__Passage given__
##############################
There is some rough stuff in today’s Gospel according to Saint Matthew. Jesus tells the parable of the marriage of the king’s son. Before we get into this, it is important to see the context. Jesus is in Jerusalem following his entry on Palm Sunday. He confronts the religious leaders, the chief priests and Pharisees, who arrange his crucifixion. He has already told other parables against these leaders, including the parable of the wicked tenants in the Lord’s vineyard (Mt 21:33-46). In that parable Jesus said the kingdom of God would be taken away from those leaders and given to a nation bringing forth the fruits of the kingdom.
So now we see why today’s parable is so rough. Israel was often compared by her prophets to a vineyard. And Israel also was often likened to a banquet for God’s people. Jesus sharpens this comparison by telling of a certain king who made a marriage banquet for his son. Jesus already had referred to himself as “the bridegroom” and to the people of God as “the bride,” so away we go. Invitations were twice sent to the obvious people, the leaders of Israel; first, a “save the date,” and then, “the banquet is ready, come.” But the invitees ignored the invitation, and when the king’s servants came to summon them, abused and killed them!
##############################
Rows from a pointing dataset:
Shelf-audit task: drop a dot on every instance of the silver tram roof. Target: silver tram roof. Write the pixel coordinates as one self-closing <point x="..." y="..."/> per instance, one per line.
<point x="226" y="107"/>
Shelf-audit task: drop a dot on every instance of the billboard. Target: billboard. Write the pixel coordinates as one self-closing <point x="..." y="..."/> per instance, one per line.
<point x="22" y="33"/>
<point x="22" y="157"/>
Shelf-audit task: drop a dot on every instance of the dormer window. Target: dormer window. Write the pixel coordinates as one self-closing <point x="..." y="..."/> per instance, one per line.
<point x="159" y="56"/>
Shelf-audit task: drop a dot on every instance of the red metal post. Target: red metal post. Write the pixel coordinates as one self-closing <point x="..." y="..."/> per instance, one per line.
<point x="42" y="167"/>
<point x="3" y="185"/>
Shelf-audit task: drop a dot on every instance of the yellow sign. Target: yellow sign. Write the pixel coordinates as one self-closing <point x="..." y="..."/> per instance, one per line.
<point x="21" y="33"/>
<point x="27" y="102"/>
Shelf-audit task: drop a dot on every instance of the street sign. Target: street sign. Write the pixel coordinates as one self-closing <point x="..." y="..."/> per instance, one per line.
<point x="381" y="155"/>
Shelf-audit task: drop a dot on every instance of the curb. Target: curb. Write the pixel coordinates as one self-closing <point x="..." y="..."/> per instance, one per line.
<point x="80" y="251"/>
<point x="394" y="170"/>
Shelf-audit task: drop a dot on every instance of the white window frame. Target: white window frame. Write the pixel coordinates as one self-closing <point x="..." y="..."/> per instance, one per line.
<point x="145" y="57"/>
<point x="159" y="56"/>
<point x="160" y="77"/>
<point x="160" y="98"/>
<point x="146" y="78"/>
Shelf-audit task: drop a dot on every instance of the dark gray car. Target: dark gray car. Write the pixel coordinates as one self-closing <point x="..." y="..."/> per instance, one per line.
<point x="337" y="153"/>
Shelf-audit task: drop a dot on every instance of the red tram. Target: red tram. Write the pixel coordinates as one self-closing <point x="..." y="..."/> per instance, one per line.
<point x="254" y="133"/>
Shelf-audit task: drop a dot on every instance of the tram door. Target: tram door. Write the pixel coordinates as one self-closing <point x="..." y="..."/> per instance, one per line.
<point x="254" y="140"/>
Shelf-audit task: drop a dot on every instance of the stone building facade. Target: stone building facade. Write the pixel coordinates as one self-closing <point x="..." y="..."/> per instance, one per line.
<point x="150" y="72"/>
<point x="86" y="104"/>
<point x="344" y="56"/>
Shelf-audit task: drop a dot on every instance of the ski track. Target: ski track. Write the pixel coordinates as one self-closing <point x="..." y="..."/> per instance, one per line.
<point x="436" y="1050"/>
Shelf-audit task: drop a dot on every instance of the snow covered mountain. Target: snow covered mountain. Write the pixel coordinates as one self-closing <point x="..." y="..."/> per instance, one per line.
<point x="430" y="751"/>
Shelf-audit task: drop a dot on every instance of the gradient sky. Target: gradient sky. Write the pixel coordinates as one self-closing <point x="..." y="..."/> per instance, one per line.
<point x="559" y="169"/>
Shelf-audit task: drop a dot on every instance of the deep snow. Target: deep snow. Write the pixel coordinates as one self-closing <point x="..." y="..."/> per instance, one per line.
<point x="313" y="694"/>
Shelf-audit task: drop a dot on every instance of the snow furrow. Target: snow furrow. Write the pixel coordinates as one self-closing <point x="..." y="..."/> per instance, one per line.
##############################
__Exercise tasks__
[1] In the passage on the wedding banquet parable, list every phrase that appears inside quotation marks.
[2] Answer these questions from the passage on the wedding banquet parable:
(a) In which city is Jesus, and after what event?
(b) Which Gospel is the parable read from?
(c) To whom were the invitations sent?
[3] Do these statements agree with the passage on the wedding banquet parable? Answer yes or no for each, and quote the words that decide it.
(a) The parable of the wicked tenants is cited as Mt 21:33-46.
(b) The invitations went out three times.
(c) The chief priests and Pharisees arrange the crucifixion of Jesus.
The records have no connection to the passage on the wedding banquet parable.

__Results for the exercise__
[1]
- "the bridegroom"
- "the bride"
- "save the date"
- "the banquet is ready, come."

[2]
(a) Jerusalem, following his entry on Palm Sunday.
(b) The Gospel according to Saint Matthew.
(c) The leaders of Israel.

[3]
(a) Yes: "the parable of the wicked tenants in the Lord’s vineyard (Mt 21:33-46)"
(b) No: "Invitations were twice sent to the obvious people"
(c) Yes: "the chief priests and Pharisees, who arrange his crucifixion"